» Information:
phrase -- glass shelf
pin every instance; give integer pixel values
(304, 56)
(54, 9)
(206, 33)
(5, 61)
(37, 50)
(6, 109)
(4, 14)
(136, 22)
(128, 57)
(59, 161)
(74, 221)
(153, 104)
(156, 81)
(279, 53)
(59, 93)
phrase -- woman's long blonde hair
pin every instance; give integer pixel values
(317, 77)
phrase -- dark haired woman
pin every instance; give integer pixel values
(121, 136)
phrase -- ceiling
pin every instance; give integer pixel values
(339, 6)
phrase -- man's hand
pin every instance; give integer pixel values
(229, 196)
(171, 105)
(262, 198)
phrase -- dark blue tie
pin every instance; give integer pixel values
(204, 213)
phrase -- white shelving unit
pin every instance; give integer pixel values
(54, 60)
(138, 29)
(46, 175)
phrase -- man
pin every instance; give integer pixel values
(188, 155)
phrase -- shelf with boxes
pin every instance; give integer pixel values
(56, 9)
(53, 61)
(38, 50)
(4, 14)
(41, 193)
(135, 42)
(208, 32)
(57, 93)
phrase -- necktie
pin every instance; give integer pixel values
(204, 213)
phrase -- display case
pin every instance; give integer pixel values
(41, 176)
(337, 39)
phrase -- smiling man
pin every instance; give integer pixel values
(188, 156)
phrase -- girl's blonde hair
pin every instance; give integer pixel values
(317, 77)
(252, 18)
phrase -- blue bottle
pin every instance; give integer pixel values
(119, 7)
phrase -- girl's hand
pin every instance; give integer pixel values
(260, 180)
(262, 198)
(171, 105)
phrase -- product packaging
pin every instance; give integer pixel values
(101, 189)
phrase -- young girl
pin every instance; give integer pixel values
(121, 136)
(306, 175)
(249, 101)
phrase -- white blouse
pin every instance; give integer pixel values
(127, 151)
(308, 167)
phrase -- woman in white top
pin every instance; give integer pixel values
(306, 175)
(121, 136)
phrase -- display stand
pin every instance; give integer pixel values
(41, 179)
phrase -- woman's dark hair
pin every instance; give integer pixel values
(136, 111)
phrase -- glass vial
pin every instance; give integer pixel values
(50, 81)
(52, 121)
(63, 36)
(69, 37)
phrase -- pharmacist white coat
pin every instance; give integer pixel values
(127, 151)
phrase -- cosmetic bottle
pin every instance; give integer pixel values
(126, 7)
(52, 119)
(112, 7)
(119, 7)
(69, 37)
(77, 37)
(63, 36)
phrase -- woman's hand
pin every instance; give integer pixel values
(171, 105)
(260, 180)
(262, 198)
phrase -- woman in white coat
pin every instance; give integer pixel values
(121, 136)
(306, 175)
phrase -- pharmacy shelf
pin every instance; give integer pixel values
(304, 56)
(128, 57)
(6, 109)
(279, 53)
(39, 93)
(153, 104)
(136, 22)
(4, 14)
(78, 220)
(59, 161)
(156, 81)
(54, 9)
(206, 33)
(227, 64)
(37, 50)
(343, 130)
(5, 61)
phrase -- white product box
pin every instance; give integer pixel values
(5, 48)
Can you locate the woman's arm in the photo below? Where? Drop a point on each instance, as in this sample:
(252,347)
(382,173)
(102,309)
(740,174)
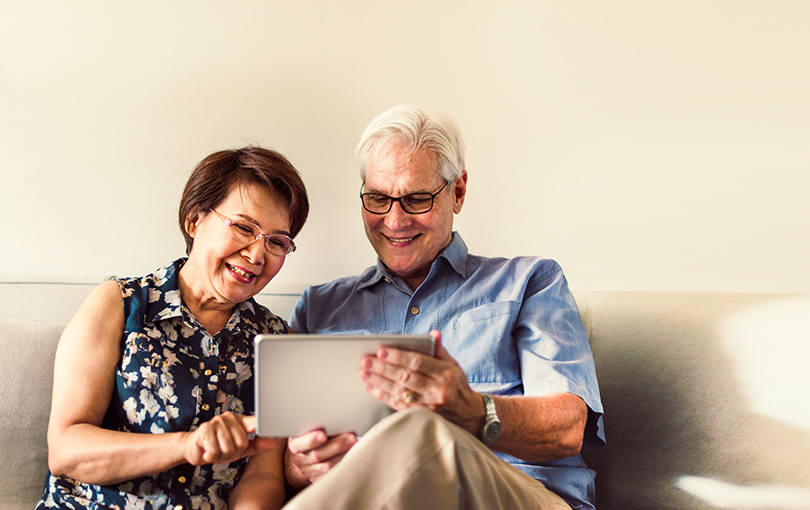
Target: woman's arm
(84,378)
(262,484)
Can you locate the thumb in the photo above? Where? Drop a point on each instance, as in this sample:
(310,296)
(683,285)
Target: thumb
(262,444)
(249,422)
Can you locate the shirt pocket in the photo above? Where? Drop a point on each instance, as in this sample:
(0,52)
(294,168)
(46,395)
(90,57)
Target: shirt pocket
(481,341)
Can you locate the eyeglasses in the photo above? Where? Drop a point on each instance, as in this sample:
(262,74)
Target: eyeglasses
(245,232)
(413,203)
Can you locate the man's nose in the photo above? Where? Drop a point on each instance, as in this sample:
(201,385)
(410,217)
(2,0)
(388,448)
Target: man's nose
(397,218)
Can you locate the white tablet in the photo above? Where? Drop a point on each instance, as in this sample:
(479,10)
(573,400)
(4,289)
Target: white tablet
(308,382)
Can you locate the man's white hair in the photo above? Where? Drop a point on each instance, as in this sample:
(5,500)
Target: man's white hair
(414,129)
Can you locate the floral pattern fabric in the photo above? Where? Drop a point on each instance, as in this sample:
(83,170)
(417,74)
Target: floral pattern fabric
(173,375)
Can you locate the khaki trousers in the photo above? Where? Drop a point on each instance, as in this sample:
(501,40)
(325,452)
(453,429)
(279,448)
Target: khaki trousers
(414,459)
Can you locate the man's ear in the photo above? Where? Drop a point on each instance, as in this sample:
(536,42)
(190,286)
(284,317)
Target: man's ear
(459,191)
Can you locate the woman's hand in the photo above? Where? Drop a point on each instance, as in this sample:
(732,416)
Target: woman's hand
(224,439)
(311,455)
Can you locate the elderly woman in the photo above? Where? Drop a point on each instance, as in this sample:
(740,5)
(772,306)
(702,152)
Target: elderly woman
(153,378)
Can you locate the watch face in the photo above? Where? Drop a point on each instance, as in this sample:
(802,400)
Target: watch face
(491,431)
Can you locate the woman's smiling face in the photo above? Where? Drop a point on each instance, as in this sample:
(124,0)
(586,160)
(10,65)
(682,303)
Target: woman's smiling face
(224,270)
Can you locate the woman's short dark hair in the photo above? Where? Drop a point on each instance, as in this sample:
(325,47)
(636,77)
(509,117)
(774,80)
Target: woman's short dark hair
(217,174)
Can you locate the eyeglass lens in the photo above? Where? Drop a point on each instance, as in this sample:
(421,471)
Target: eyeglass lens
(415,203)
(247,233)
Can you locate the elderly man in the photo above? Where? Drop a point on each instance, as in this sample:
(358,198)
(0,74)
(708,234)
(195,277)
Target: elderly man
(498,418)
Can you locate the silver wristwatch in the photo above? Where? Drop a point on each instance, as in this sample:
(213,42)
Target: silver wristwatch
(492,425)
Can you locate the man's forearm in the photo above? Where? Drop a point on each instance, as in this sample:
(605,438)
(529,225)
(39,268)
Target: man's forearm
(538,429)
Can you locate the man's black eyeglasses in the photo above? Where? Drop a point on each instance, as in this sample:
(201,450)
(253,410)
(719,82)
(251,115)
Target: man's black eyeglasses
(413,203)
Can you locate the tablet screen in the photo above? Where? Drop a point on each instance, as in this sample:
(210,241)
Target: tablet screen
(308,382)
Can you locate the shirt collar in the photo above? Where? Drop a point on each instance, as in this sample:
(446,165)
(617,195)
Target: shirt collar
(455,254)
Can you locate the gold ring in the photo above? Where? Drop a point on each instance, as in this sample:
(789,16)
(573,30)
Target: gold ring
(408,397)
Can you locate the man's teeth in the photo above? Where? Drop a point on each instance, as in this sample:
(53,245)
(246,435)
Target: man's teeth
(240,272)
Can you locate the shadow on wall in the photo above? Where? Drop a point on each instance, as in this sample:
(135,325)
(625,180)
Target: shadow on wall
(706,399)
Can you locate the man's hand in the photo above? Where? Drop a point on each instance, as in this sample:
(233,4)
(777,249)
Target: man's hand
(224,439)
(312,455)
(403,379)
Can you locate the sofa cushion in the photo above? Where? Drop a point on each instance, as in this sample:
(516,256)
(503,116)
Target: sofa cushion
(26,363)
(706,400)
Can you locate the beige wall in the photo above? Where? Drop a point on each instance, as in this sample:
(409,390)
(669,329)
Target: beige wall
(645,145)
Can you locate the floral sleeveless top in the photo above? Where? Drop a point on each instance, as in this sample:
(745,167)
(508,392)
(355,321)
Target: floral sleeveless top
(172,376)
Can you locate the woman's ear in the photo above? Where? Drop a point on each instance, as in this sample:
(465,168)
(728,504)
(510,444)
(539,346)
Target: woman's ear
(192,220)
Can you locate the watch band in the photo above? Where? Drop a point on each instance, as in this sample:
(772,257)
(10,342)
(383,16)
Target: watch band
(492,425)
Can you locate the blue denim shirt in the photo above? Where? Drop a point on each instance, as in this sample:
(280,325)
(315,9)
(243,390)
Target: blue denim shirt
(512,324)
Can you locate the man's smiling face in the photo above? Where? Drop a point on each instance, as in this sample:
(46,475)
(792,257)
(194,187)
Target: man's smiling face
(409,243)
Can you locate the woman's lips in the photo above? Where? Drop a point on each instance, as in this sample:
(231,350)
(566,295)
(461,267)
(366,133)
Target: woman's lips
(241,274)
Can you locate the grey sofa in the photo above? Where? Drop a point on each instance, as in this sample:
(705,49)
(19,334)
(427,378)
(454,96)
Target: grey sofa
(707,396)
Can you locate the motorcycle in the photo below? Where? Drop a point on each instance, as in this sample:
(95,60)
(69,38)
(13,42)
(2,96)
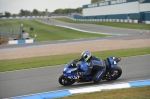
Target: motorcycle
(73,71)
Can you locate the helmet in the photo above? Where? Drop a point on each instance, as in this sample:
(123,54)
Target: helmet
(86,55)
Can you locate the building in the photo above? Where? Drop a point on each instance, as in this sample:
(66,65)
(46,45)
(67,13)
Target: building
(117,10)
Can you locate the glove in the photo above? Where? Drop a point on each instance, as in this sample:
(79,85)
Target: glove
(75,60)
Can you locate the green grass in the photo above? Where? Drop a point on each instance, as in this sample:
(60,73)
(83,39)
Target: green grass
(26,63)
(113,24)
(48,32)
(129,93)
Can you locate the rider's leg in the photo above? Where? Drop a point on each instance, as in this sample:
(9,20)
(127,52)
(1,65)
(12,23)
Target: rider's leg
(98,75)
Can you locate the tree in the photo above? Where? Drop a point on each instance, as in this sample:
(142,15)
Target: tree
(93,1)
(22,12)
(7,14)
(79,10)
(35,12)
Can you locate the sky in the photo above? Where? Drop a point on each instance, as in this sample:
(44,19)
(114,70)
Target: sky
(14,6)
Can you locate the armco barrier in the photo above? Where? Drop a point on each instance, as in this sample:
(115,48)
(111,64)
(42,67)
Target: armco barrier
(63,93)
(21,41)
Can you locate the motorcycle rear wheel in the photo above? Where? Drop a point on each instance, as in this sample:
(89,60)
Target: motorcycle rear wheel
(119,73)
(66,81)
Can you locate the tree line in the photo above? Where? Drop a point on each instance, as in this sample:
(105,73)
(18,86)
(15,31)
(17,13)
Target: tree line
(93,1)
(35,12)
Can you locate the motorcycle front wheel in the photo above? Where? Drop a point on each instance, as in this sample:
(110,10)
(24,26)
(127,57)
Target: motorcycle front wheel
(66,81)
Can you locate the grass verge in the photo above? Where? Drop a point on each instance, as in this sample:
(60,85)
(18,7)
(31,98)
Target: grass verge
(129,93)
(113,24)
(46,32)
(26,63)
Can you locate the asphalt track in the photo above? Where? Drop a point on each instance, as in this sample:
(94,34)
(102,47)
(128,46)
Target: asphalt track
(39,80)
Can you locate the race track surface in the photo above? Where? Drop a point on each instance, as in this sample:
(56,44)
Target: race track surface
(40,80)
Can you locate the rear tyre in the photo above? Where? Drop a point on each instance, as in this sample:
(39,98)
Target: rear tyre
(118,73)
(66,81)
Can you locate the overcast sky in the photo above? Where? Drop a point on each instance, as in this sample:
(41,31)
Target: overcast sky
(14,6)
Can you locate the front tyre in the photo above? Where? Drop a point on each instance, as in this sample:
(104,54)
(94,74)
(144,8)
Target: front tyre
(66,81)
(118,72)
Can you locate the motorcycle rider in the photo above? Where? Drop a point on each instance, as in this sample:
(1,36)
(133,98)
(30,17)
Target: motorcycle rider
(93,64)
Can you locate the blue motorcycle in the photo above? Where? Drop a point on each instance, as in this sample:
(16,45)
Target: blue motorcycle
(74,71)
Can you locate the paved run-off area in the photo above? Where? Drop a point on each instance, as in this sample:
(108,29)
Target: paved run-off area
(75,47)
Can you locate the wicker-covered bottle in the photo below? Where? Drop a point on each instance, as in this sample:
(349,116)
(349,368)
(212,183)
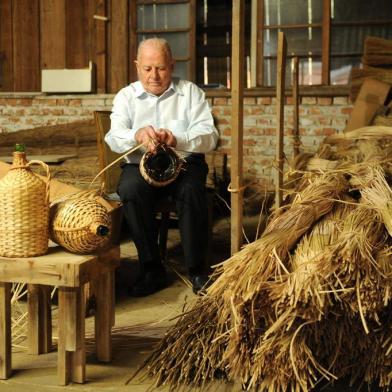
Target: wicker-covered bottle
(79,223)
(24,210)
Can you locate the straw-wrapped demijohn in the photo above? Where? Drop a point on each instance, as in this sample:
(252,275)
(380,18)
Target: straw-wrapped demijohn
(80,224)
(24,209)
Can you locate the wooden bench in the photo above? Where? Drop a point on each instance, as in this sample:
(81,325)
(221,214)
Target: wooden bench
(69,272)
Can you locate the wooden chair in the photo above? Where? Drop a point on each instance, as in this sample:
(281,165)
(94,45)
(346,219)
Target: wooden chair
(166,209)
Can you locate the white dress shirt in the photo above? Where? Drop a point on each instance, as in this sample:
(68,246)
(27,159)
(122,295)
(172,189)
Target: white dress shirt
(182,109)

» Requirement: Show, from the listing above, every line holding the word "below".

» Problem solution:
Can you locate the woman's arm in the photo below? Where? Drop a point on each instance, as in this sample:
Can you locate the motorcycle in the photo below? Where? Drop a point on each instance, as in this sample:
Can you locate the wicker-covered bottle in the photo below? Where? Drop a point on each instance, as in this sample:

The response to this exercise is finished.